**Exercise objective**:
Update the entries from the line with "Exercise. Mark the hillside" to the line with "pixel 151 266" by replacing "instance" with "occurrence", leaving everything else unchanged, and give back only those lines.

**Records for the task**:
▬▬▬▬▬▬

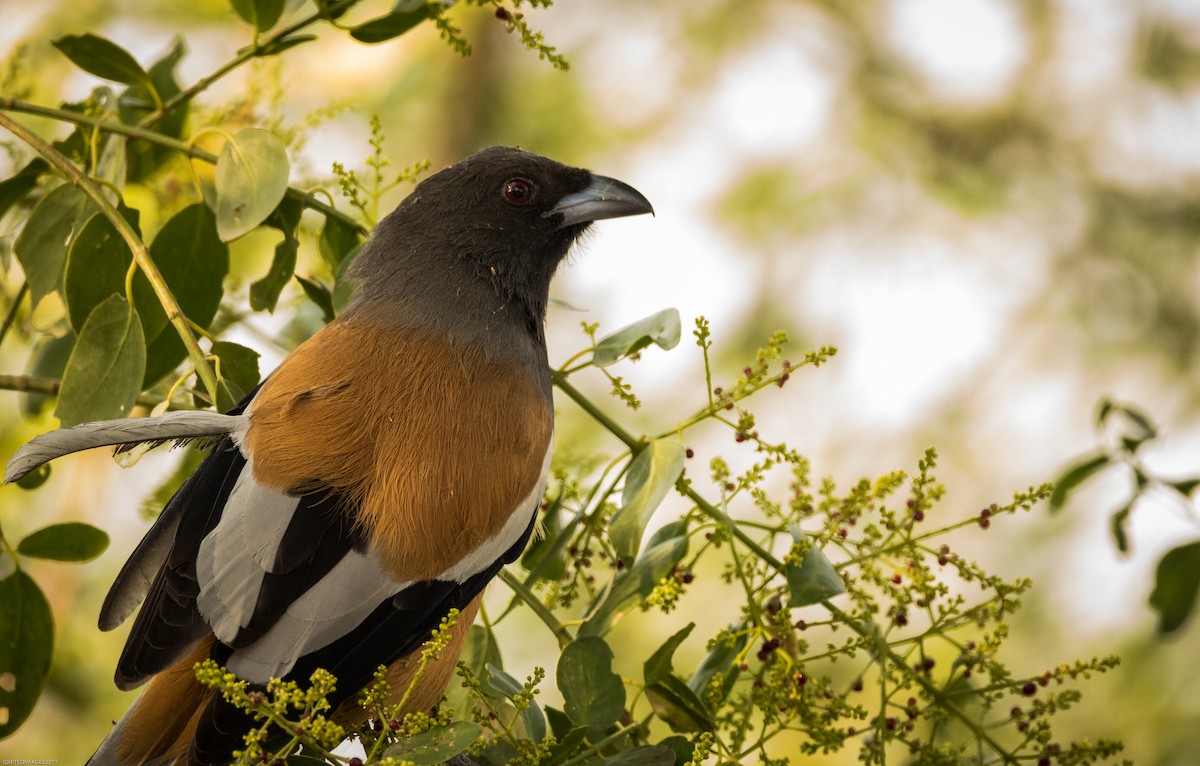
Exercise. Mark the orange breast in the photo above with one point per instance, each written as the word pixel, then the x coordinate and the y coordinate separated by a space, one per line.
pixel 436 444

▬▬▬▬▬▬

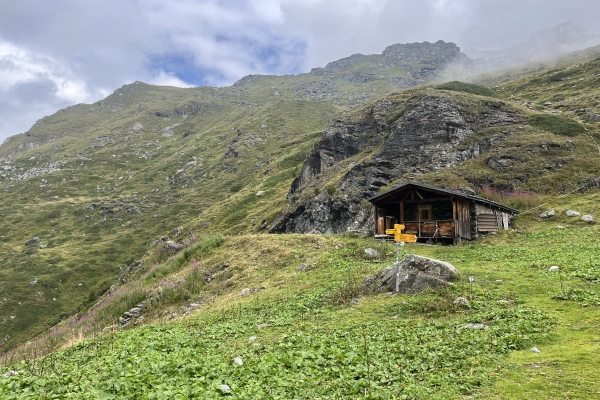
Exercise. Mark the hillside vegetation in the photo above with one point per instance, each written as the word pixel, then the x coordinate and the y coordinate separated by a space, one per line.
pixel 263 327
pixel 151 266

▬▬▬▬▬▬

**Finished task**:
Exercise. Mark the hillside vegetation in the photo above with one point per occurrence, each written as the word pixel, then the x coordinate and the y coordinate separated by a space, one per line.
pixel 263 327
pixel 151 266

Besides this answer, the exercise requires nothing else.